• 本文
===
中谷病院 院長 中谷裕司のコラム
咳が止まらない
長く続く咳が、せきぜんそくであるかも?
せきが長引くという症状がある場合、アレルギーを疑ってみる必要があるかもしれません。風邪だと思い込んでいても、せきが長引く、風邪が治らないという場合、アレルギーを持っていたというケースもあります。
せきぜんそくとは、長期間せきが続く病気です。せきぜんそくは、ゼーゼー、ヒューヒューというのではないせきが 3 週間以上続いた場合に疑われます。
せきぜんそくでは、気管支に炎症が生じているためにせきが出ますが、これは気管支ぜんそくと同じです。気管支ぜんそくでは、炎症により気管支が狭くなったため、ゼーゼー、ヒューヒューと鳴りますが、せきぜんそくでは、気管支がぜんそくほど狭くなっていないため、ゼーゼー、ヒューヒューという喘音は鳴りません。
せきぜんそくの治療には気管支の炎症を抑えるため「吸入ステロイド薬」を処方します。
===
• データ
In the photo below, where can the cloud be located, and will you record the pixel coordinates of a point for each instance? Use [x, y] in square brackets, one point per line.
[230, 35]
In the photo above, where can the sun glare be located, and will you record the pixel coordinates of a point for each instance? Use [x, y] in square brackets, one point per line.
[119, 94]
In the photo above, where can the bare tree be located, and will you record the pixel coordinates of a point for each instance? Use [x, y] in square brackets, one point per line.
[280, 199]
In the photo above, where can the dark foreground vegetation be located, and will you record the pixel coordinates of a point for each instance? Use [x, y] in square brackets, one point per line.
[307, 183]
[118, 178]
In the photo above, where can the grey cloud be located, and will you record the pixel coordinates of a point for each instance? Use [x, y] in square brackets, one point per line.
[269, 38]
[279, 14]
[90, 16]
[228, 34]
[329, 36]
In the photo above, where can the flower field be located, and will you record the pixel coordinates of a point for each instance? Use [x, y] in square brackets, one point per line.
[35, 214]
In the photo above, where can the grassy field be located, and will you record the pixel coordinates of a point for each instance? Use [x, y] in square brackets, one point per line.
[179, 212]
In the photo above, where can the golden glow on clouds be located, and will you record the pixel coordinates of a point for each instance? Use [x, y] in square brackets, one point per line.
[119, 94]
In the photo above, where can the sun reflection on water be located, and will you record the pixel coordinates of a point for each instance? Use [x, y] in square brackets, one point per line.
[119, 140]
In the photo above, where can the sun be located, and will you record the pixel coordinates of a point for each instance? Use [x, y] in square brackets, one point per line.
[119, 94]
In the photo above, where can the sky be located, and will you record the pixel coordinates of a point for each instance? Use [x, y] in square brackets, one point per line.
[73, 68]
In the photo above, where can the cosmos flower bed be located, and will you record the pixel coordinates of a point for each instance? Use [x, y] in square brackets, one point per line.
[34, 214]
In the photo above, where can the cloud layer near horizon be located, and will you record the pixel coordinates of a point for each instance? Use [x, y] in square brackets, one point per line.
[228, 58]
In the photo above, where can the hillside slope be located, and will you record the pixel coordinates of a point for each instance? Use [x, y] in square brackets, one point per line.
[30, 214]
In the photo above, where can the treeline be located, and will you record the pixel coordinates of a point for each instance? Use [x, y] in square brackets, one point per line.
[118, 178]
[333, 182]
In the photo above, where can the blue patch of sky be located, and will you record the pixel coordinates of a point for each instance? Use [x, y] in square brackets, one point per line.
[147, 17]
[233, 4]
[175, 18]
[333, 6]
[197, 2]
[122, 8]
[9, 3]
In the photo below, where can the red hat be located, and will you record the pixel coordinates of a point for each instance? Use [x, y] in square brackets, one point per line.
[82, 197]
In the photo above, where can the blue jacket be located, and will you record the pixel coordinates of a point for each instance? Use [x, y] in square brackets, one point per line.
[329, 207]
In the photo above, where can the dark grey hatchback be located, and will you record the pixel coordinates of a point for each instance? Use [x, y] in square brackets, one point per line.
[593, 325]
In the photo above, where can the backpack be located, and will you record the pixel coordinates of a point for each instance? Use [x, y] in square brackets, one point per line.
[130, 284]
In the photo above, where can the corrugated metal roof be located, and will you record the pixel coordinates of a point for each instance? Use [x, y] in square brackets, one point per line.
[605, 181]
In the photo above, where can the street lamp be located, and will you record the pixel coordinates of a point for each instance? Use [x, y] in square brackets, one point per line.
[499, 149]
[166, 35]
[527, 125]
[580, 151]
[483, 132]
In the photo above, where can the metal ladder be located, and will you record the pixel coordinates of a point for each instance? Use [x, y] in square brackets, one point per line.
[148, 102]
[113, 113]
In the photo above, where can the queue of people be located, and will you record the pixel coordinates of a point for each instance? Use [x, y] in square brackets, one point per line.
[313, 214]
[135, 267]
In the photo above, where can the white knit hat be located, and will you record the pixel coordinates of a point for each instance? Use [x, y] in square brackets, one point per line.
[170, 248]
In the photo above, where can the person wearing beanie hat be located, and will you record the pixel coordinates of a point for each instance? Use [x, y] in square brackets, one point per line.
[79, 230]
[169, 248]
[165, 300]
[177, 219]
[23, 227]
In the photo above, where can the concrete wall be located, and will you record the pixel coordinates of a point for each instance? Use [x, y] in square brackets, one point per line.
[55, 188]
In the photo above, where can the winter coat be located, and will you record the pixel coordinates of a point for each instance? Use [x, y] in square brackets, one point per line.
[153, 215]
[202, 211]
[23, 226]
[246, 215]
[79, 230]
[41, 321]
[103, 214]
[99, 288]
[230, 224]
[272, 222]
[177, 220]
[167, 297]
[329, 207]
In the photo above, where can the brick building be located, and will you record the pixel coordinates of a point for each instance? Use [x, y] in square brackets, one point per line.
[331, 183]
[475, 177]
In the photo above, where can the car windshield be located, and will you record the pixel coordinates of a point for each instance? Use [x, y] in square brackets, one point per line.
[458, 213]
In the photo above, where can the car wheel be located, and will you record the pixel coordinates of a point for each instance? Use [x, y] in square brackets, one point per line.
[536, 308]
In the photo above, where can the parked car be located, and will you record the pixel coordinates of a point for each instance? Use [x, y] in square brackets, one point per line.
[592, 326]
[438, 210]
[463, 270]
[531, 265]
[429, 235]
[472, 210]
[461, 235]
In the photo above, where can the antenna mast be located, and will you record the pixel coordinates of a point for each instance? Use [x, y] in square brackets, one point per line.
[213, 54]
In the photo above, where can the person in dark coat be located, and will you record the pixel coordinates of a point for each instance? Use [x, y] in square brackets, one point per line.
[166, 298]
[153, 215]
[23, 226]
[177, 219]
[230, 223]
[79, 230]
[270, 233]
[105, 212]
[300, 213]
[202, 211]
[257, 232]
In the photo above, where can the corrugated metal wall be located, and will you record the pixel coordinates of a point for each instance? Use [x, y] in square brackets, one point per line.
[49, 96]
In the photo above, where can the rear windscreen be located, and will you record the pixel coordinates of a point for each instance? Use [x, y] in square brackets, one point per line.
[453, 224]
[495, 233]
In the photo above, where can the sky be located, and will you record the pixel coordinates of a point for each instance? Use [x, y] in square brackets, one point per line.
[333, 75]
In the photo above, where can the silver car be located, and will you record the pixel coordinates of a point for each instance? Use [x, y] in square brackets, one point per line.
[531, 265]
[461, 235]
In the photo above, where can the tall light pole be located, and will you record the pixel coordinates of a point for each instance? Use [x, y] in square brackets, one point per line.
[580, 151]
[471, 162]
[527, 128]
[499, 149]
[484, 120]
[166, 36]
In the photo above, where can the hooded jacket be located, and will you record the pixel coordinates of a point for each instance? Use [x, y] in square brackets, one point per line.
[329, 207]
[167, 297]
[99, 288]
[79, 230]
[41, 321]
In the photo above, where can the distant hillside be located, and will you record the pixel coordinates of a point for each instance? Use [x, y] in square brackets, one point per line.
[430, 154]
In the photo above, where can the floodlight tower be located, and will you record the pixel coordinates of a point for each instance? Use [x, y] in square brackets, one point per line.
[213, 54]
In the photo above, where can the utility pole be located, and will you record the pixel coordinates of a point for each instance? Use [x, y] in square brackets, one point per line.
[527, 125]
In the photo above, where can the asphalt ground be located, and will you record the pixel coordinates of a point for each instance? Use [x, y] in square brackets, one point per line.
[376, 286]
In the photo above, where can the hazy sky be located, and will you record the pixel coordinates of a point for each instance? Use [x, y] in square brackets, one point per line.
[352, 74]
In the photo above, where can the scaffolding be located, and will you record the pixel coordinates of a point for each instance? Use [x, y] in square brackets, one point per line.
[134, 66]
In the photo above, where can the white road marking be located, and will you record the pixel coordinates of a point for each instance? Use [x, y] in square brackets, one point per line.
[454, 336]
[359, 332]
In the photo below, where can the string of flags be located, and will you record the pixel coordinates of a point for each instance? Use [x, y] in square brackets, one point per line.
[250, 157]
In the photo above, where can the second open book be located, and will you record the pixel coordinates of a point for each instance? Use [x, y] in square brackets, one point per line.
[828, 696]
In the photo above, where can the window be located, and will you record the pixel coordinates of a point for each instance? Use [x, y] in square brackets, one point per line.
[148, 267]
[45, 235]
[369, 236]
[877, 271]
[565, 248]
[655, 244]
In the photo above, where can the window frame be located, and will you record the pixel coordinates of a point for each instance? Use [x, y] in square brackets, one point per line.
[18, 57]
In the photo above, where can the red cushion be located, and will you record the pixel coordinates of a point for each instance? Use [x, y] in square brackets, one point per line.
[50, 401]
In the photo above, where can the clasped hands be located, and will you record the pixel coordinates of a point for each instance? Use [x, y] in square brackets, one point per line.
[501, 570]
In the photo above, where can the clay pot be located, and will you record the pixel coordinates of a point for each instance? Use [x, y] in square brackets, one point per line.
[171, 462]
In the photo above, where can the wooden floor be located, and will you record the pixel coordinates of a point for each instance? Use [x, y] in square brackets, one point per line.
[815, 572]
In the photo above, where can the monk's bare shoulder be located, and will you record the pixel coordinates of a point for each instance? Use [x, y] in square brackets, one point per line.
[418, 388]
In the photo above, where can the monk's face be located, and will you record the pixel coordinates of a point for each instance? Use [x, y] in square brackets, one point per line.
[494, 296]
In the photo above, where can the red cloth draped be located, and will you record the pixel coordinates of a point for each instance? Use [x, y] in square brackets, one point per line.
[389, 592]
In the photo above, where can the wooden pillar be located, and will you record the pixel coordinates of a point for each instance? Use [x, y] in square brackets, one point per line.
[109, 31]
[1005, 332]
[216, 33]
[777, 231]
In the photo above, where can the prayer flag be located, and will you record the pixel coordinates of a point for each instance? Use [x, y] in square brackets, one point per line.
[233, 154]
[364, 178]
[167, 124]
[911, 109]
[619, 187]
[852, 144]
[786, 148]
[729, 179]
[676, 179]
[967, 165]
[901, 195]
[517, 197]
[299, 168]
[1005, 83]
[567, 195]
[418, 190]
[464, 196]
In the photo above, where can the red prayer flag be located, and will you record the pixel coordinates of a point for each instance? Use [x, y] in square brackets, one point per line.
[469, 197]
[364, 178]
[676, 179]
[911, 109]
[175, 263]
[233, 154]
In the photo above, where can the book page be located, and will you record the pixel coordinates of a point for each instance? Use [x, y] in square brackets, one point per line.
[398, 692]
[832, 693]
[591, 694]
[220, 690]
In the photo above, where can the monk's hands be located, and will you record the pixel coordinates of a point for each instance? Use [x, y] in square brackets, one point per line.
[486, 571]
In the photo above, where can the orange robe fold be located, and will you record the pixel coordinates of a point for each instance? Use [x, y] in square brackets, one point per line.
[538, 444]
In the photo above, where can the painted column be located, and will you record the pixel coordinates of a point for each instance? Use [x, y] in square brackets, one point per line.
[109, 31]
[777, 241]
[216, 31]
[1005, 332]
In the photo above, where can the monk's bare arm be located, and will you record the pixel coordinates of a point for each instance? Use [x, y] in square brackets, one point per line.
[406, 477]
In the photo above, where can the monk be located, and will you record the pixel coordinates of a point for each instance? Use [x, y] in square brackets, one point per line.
===
• 課題
せきぜんそくについての本文を読んで、次の問いに答えてください。
1. せきぜんそくが疑われるのは、どんなせきがどのくらい続いたときですか。
2. せきぜんそくでゼーゼー、ヒューヒューという音が鳴らないのはなぜですか。
3. せきぜんそくの治療で処方される薬は何ですか。
データの行は、本文とは別の資料です。

• 解答
1. ゼーゼー、ヒューヒューというのではないせきが、3週間以上続いたときです。
2. 気管支が、ぜんそくほど狭くなっていないためです。
3. 吸入ステロイド薬です。